> **DATA SHOWN**:
--- start ---

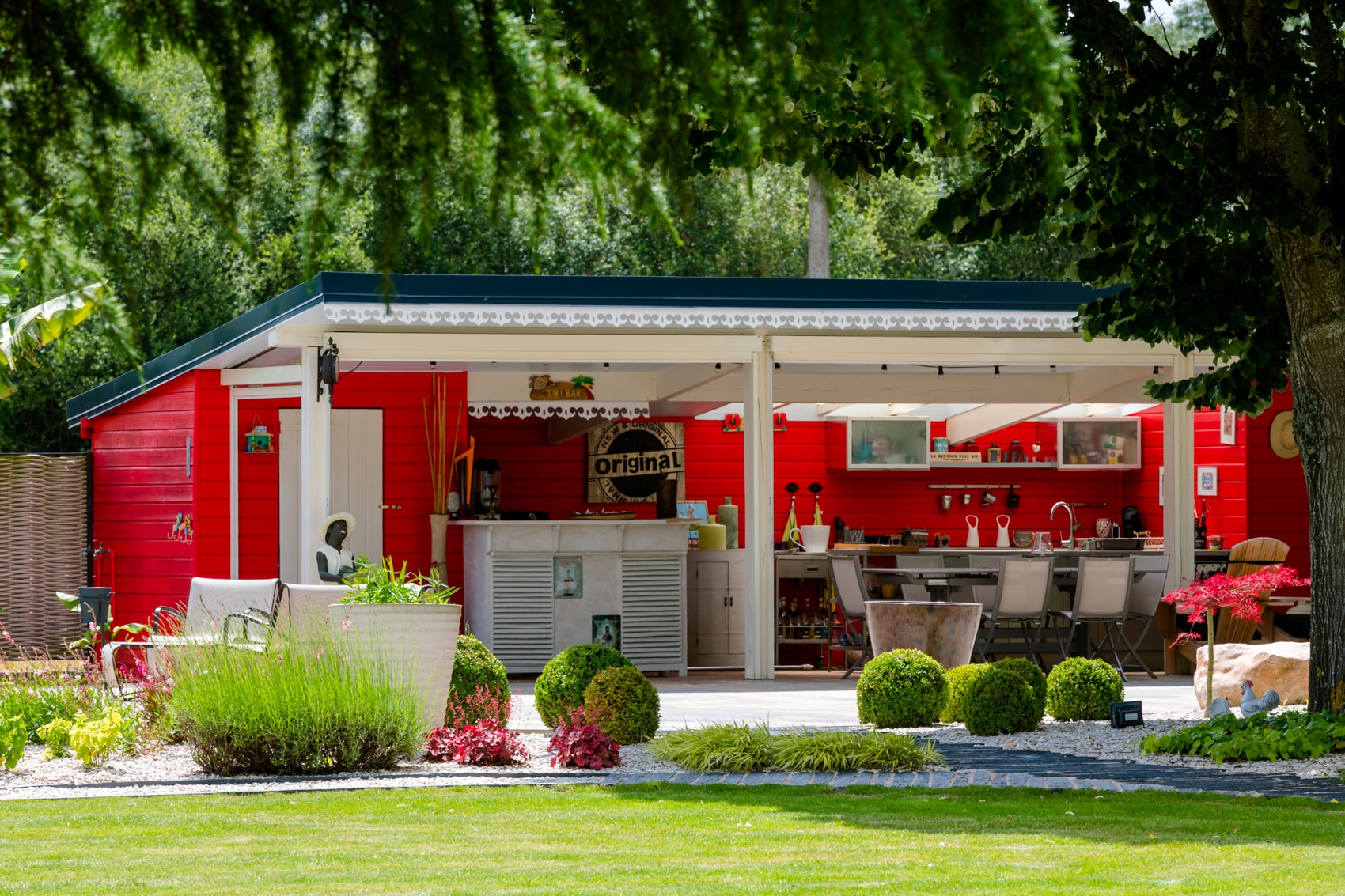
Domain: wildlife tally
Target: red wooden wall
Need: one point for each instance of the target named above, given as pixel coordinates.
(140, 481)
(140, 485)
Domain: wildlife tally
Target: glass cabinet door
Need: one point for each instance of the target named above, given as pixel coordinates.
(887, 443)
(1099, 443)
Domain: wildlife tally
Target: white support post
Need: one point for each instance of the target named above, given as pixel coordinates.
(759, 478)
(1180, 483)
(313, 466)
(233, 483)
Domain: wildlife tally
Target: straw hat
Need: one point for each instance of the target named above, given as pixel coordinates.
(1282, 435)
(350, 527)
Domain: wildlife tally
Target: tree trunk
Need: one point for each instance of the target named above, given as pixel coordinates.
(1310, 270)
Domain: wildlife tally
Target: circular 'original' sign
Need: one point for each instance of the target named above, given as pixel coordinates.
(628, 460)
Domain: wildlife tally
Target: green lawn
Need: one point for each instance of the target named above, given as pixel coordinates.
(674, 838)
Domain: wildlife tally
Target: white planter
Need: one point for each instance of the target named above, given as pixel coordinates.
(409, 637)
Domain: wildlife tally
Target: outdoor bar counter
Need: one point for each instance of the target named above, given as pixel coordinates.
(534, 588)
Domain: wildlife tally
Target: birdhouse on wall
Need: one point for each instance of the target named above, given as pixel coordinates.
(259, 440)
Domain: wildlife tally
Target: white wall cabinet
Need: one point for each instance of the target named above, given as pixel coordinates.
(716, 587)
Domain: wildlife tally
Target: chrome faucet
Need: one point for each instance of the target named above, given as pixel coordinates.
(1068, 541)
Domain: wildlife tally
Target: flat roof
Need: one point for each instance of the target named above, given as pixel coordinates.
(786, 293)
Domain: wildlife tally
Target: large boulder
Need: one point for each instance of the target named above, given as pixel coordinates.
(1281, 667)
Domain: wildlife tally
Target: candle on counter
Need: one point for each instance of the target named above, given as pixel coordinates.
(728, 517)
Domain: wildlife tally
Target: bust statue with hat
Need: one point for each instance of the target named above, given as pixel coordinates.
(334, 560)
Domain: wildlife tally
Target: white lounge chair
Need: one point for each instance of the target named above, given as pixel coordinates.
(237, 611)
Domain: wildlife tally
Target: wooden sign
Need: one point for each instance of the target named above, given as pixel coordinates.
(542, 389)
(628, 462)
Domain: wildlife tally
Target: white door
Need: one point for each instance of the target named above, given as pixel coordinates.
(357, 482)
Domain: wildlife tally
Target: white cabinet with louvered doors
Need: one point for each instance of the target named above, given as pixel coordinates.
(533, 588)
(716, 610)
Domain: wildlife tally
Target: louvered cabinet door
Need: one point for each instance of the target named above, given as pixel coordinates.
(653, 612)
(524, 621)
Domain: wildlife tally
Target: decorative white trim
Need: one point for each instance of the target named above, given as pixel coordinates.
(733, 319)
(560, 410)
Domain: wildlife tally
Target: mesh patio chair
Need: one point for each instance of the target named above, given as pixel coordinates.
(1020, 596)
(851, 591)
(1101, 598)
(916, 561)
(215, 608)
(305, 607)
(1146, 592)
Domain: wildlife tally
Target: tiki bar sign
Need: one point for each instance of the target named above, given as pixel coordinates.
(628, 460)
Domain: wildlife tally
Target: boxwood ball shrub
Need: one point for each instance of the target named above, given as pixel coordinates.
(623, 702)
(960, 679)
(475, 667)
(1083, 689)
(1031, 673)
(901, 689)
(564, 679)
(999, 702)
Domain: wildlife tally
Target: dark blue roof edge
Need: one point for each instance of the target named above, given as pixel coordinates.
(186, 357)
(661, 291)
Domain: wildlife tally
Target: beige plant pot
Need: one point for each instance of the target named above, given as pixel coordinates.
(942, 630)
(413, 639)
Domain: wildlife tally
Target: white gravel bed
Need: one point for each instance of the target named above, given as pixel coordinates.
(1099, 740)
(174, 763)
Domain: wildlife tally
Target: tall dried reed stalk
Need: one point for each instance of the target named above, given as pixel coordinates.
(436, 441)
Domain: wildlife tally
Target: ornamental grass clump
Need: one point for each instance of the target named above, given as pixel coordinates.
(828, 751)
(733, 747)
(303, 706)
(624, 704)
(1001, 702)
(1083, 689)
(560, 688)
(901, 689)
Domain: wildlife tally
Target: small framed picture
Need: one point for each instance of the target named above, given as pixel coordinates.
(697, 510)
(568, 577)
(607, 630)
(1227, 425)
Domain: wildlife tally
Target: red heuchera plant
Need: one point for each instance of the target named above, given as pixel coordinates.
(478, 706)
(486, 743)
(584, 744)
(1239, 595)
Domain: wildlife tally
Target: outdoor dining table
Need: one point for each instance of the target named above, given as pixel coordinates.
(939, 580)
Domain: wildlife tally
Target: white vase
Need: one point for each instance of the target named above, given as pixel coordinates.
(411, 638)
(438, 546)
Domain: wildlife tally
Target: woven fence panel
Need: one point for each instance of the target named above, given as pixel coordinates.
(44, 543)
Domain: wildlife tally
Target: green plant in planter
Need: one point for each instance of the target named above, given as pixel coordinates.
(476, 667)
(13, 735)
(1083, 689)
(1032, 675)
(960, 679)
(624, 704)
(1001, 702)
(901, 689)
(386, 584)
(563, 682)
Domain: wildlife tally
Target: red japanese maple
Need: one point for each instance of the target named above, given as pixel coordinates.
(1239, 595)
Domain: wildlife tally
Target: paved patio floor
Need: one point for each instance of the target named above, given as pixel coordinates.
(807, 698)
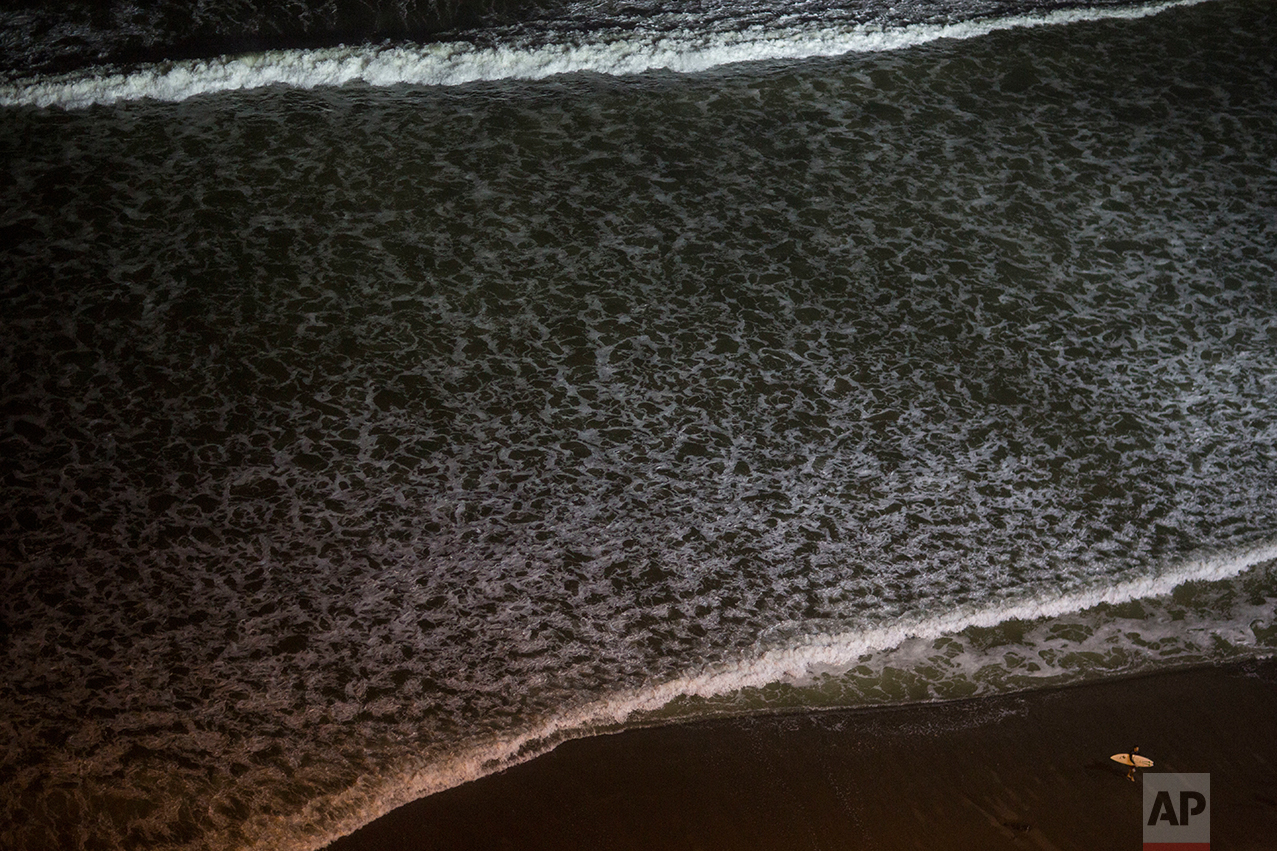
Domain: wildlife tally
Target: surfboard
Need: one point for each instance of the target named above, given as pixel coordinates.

--- end ---

> **TASK STATEMENT**: Please recast every one of the rows above as a numbered list, skipping blank lines and leaving the pictures out.

> **THE COMPLETED TASK**:
1. Domain: wildlife tally
2. Target: red wooden wall
3. Need: one point for each instance of the target named above, given as pixel coordinates.
4. (140, 481)
5. (140, 485)
6. Domain: wildlife tally
7. Target: glass cabinet door
8. Need: one point for each instance of the target named above, given as pixel coordinates.
9. (887, 443)
10. (1099, 443)
11. Domain: wildlife tally
12. Target: white support post
13. Need: one point for each instance of the target named above, given as pixel coordinates.
14. (759, 478)
15. (1180, 483)
16. (313, 466)
17. (233, 483)
18. Domain: wildlife tally
19. Target: straw hat
20. Need: one point for each instance of the target named above, given as pixel coordinates.
21. (1282, 435)
22. (350, 527)
23. Domain: wildlife tally
24. Target: tree trunk
25. Need: one point for each instance of the target named above, given as pixel coordinates.
26. (1310, 270)
27. Domain: wildlife tally
28. Target: circular 'original' sign
29. Need: one point for each instance of the target named above, given as pixel coordinates.
30. (628, 460)
31. Domain: wildlife tally
32. Target: green lawn
33. Need: one point for each instance of the target named above, given as pixel coordinates.
34. (674, 838)
35. Domain: wildlife tally
36. Target: white planter
37. Need: one point for each instance of the target named above, given as pixel coordinates.
38. (409, 637)
39. Domain: wildlife tally
40. Target: outdoor bar counter
41. Need: one point for each instance of the target named above, given as pixel coordinates.
42. (534, 588)
43. Domain: wildlife tally
44. Target: birdhouse on wall
45. Need: one point for each instance of the target named above, given as pixel coordinates.
46. (259, 440)
47. Domain: wildlife tally
48. Target: white wall cabinet
49. Need: one point for each instance of the target named above, given as pixel coordinates.
50. (716, 587)
51. Domain: wildlife tally
52. Target: chrome faucet
53. Need: one point for each instance of the target named above, given as pixel coordinates.
54. (1068, 541)
55. Domain: wildlife tally
56. Target: flat roof
57. Need: one point for each instance of the target named above, given as pixel coordinates.
58. (786, 293)
59. Domain: wildlife tally
60. Target: large boulder
61. Need: one point for each instance of the target named above, given as pixel coordinates.
62. (1281, 667)
63. Domain: wildlife tally
64. Target: candle on counter
65. Need: one point for each instance of the target named above, given as pixel coordinates.
66. (728, 517)
67. Domain: wildlife tally
68. Target: bust statue with hat
69. Need: one point for each instance of the target named above, given as pixel coordinates.
70. (334, 560)
71. Domain: wildlife tally
72. Target: white lounge chair
73. Need: one point for each instance of the target named above, given as pixel coordinates.
74. (237, 611)
75. Domain: wildlife tally
76. Target: wooden sign
77. Need: one point for each instance of the target named above, given as pixel coordinates.
78. (542, 389)
79. (628, 462)
80. Domain: wildlife tally
81. Target: white door
82. Need: one point for each instance of the target named above, given as pixel coordinates.
83. (357, 482)
84. Domain: wildlife tally
85. Target: white cabinet with louvered doors
86. Need: one point for each instance of the target named above, given as pixel coordinates.
87. (533, 588)
88. (716, 610)
89. Domain: wildlife tally
90. Target: louvered cabinet door
91. Need: one point for each instance of the target named above, given as pixel coordinates.
92. (653, 612)
93. (524, 621)
94. Domain: wildlife tally
95. Target: decorative white trim
96. Need: one point for each instance of the target named above, given as pixel coordinates.
97. (733, 319)
98. (560, 410)
99. Domain: wildlife tally
100. Target: mesh patio chair
101. Need: one point for each instance of the target named above, given as pixel coordinates.
102. (1020, 596)
103. (851, 591)
104. (1101, 598)
105. (916, 561)
106. (215, 608)
107. (305, 607)
108. (1146, 592)
109. Domain: wildlife tally
110. Target: tiki bar sign
111. Need: one point for each instance of the target named above, given as pixel coordinates.
112. (628, 460)
113. Domain: wildlife tally
114. Target: boxwood ball shrub
115. Need: one point for each instance of the target named above, given as pixel coordinates.
116. (623, 702)
117. (960, 679)
118. (475, 667)
119. (1083, 689)
120. (1031, 673)
121. (901, 689)
122. (564, 679)
123. (999, 702)
124. Domain: wildlife tally
125. Target: dark blue roof edge
126. Need: one point for each instance of the target named above, given as pixel coordinates.
127. (186, 357)
128. (661, 291)
129. Domain: wildlife tally
130. Target: beige plant pot
131. Need: one point for each instance of the target named above, given as pixel coordinates.
132. (942, 630)
133. (413, 639)
134. Domain: wildlife tally
135. Target: white gravel bed
136. Need: one point for each instance of the target named above, given as pixel coordinates.
137. (1099, 740)
138. (174, 763)
139. Domain: wildlife tally
140. Target: tall dried reed stalk
141. Need: one point for each instance of the target named above, given as pixel coordinates.
142. (436, 441)
143. Domain: wildlife tally
144. Target: ornamental grass clump
145. Need: one point for each instance of the target named above, given as pixel coordinates.
146. (828, 751)
147. (733, 747)
148. (303, 706)
149. (624, 704)
150. (1001, 702)
151. (1083, 689)
152. (560, 688)
153. (901, 689)
154. Domain: wildlife tally
155. Target: small framed picture
156. Need: one point for each instance of the target named above, given as pixel coordinates.
157. (697, 510)
158. (568, 577)
159. (607, 630)
160. (1227, 425)
161. Domain: wildlife tally
162. Target: red heuchera plant
163. Need: one point for each instance of the target named above, given as pixel coordinates.
164. (478, 706)
165. (486, 743)
166. (584, 744)
167. (1239, 595)
168. Domain: wildlife tally
169. Target: outdoor dining table
170. Need: one point for each instance of the target named above, given as pixel coordinates.
171. (939, 580)
172. Domain: wildlife tally
173. Target: white vase
174. Need: one point for each instance of the target named above, given as pixel coordinates.
175. (411, 638)
176. (438, 546)
177. Domain: wildlife tally
178. Target: woven fence panel
179. Need: one point for each instance of the target named above, given as pixel coordinates.
180. (44, 543)
181. Domain: wildlife tally
182. Target: green plant in planter
183. Need: one point for each instance of the target named above, given as pixel coordinates.
184. (476, 667)
185. (13, 735)
186. (1083, 689)
187. (1032, 675)
188. (960, 679)
189. (624, 704)
190. (1001, 702)
191. (901, 689)
192. (386, 584)
193. (563, 682)
194. Domain: wildlife tally
195. Target: red japanese maple
196. Need: one point for each instance of the target named above, given as pixel coordinates.
197. (1239, 595)
198. Domain: wildlife tally
199. Target: paved patio floor
200. Need: one point for each instance of the target named above, given as pixel coordinates.
201. (807, 698)
202. Domain: wildlife tally
203. Target: surfboard
204. Need: one point for each instance of the target named above, given as pixel coordinates.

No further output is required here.